* _Records for this exercise_
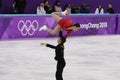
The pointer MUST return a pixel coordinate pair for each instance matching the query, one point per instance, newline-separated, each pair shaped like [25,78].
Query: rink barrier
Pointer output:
[27,26]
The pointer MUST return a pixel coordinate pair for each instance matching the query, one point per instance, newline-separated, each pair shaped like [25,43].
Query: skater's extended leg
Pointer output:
[56,29]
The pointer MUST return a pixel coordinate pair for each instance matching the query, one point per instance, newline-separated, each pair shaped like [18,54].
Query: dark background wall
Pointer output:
[32,4]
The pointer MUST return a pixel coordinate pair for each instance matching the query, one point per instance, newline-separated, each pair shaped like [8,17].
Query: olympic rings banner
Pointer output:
[14,27]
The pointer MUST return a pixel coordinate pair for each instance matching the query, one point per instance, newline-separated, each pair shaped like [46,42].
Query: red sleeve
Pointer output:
[68,33]
[67,16]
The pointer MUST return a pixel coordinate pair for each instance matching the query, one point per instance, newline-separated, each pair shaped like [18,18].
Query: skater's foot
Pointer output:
[64,12]
[44,27]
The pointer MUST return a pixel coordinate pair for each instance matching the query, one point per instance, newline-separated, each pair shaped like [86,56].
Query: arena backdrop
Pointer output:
[32,4]
[27,26]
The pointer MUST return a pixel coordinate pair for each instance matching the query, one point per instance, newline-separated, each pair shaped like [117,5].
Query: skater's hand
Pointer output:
[43,44]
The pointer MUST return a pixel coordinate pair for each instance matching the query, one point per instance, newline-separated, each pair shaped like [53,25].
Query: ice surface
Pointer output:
[87,58]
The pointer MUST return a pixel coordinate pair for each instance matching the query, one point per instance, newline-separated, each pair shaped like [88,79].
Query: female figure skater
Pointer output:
[59,50]
[65,24]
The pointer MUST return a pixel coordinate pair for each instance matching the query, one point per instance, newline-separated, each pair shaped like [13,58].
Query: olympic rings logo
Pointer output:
[28,27]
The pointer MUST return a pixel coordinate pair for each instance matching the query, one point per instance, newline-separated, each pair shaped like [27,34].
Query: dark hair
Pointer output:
[56,3]
[45,1]
[77,25]
[63,39]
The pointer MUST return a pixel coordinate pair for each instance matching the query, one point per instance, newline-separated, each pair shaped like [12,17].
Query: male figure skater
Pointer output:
[65,24]
[59,50]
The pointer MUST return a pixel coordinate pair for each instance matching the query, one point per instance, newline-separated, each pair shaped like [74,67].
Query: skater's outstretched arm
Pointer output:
[60,34]
[48,45]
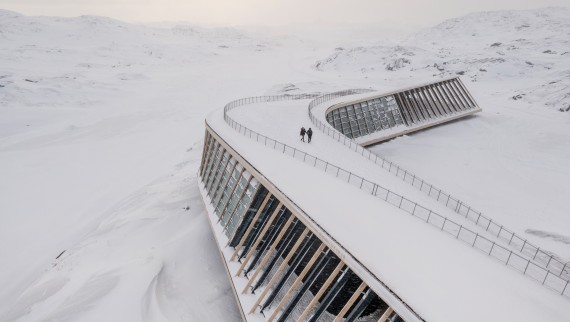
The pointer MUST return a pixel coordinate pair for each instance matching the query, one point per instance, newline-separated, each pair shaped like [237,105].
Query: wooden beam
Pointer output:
[350,302]
[250,227]
[386,315]
[321,291]
[259,238]
[297,282]
[268,253]
[279,270]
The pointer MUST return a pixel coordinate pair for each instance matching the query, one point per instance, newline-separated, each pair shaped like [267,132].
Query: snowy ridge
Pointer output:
[488,46]
[544,258]
[557,281]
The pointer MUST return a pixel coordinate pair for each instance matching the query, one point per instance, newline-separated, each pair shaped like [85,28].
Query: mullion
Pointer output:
[428,102]
[258,227]
[467,92]
[232,191]
[214,161]
[454,95]
[445,98]
[207,139]
[413,106]
[447,105]
[435,100]
[422,104]
[402,107]
[229,232]
[215,170]
[450,96]
[460,93]
[232,211]
[218,191]
[220,174]
[212,155]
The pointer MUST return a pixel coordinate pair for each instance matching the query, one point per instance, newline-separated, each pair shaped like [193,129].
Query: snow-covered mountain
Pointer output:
[101,127]
[531,49]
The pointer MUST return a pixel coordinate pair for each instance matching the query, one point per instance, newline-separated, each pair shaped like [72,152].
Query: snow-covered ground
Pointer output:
[101,124]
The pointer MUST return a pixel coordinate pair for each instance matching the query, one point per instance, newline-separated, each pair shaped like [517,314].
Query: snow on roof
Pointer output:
[442,279]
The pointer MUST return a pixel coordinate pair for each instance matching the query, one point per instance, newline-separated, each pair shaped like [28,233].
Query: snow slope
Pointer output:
[101,130]
[528,49]
[510,161]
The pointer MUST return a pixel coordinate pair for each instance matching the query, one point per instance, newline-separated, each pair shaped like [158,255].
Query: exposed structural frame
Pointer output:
[293,268]
[381,117]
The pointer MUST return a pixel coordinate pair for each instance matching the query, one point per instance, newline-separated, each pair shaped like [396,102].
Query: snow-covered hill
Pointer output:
[530,49]
[101,126]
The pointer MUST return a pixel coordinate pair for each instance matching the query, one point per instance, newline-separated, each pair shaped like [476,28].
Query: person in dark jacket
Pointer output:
[309,134]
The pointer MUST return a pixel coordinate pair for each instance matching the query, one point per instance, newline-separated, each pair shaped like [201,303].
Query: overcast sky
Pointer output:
[273,12]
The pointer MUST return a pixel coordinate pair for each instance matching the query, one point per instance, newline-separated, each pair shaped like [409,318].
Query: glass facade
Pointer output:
[366,117]
[408,107]
[292,273]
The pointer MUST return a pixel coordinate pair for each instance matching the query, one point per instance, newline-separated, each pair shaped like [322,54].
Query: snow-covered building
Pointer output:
[316,232]
[376,118]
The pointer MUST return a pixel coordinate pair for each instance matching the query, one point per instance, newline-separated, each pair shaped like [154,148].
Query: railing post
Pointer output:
[536,253]
[510,253]
[527,263]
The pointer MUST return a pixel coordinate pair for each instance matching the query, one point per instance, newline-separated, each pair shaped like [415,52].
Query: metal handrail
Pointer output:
[492,249]
[541,256]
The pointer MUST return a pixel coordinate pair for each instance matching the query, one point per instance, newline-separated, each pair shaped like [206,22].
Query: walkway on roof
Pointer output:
[443,279]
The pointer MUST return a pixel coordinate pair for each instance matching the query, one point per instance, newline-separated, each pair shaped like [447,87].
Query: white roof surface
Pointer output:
[441,278]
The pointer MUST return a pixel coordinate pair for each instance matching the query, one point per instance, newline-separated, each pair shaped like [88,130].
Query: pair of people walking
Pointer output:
[309,133]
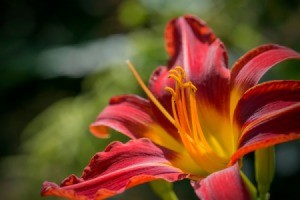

* _To be done_
Find every line in the items above that contains the word "rings", and copy each of those lines. Treat uppercase and lowercase as different.

* _Answer to the exercise_
Query: olympic rings banner
Query: olympic rings logo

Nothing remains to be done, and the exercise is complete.